* [ВЫБРАННЫЙ ТЕКСТ]:
****************************************

|
СКАЖИ МНЕ, КТО ТВОЙ ТОТЕМ, И Я СКАЖУ, КТО ТЫ
Эпизод, о котором я собираюсь рассказать, случился 8 лет назад, ранней осенью а Крыму, под западными склонами Карадага.
Я снимал крохотную фанерную собачью будку, главным достоинством которой было то, что она висела на склоне горы Шишманки чуть повыше и подальше прочих псевдожилых помещений, поэтому в ней. особенно по вечерам и ночам, жилось тихо и уединенно.
Теперь представьте себе этакое поэтическое бдение что-нибудь часу в четвертом ночи, когда все чувства уже обострены до предела, когда в ушах уже монотонно и укоризненно бормочет и нашептывает чей-то неуловимо знакомый голос, а кроме него — только посвист ветра в щелях будки, да психоделическая музыка цикад и сверчков. Вот в такой обстановке это и произошло: |
|
Отвратительное, незнакомое
черное большое насекомое,
гибкое и в то же время жесткое,
с лапками, усеянными шерсткою,
с челюстями сильными и жуткими,
с усиками длинными и чуткими,
с брюшком, кверху задранным и загнутым,
по полу, шурша, метаюсь загнанно.
Наступил я на него ботинком
и потом для верности потыкал,
а оно все силилось подняться,
волоча раздавленное мясо,
все кусало краешек ботинка,
а потом смирилось и затихло.
И глядел я молча, зачарованный,
и сидел тихонько, как оплеванный,
а потом, когда уже все минуло ,
спичками двумя я защемил его
и, держа рукою неспокойною,
я в ведро отнес его помойное,
а потом, переведя дыхание,
долго мыл я руки над лоханью.
Как заснул потом, уже не помню я,
и всю ночь мне снилось насекомое.
Уже потом, в Москве, мне удалось, полазив по Брему, выяснить, что жуткая эта тварь называется стафилином. Это хищное, но для человека совершенно безобидное насекомое. Его именем я и назвал это стихотворение, а в скобках добавил подзаголовок: "постыдное", поскольку оно, в сущности, не столько о насекомом, сколько о том, как я. как говорят на Востоке, "потерял лицо".
Вот, в сущности, и вся история, но, поскольку разговор у нас идет о тотемизме, мне вспоминается в связи с этим одна любопытная теория антропогенеза, выдвинутая примерно в 60-70 годы весьма своеобразным философом и антропологом Поршневым, с чьим именем, кстати, тесно связаны поиски пресловутого снежного человека. Согласно этой теории, человек произошел хотя и от обезьяны, но не от самой продвинутой, а наоборот, от самой неудачной. Поршнев высказал гипотезу, что одна из ветвей обезьяньего генеалогического древа зашла в тупик, по некоторым причинам утратив начисто навыки видового поведения. Из этой ситуации могло быть только два выходя: сгинуть — или перенять поведенческие навыки у другого вида животных, со всеми проистекающими отсюда последствиями. в том числе, например, каннибализмом: волк, к примеру, не ест волка, но ест человека: поэтому человек, избравший в качестве образца для подражания волка, в отличие от него, оказывается не связанным никакими табу в отношении ближнего своего.
Вот так, по Поршневу, возникли первые человеческие сообщества, которые и были типичными тотемными родами или племенами. и в качестве тотема у них выступало животное, у которого заимствовались формы видового поведения.

****************************************

* [ПИСЬМЕННОЕ ЗАДАНИЕ A]:
Как, согласно выбранному тексту, называется хищное насекомое, именем которого названо стихотворение?

****************************************

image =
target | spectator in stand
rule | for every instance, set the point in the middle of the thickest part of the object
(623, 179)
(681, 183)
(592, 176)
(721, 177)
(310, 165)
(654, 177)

****************************************

* [ПИСЬМЕННОЕ ЗАДАНИЕ B]:
Перепишите дословно все строки из записей выше.

* [ОТВЕТ НА ЗАДАНИЕ A]:
Стафилин.

* [ОТВЕТ НА ЗАДАНИЕ B]:
image =
target | spectator in stand
rule | for every instance, set the point in the middle of the thickest part of the object
(623, 179)
(681, 183)
(592, 176)
(721, 177)
(310, 165)
(654, 177)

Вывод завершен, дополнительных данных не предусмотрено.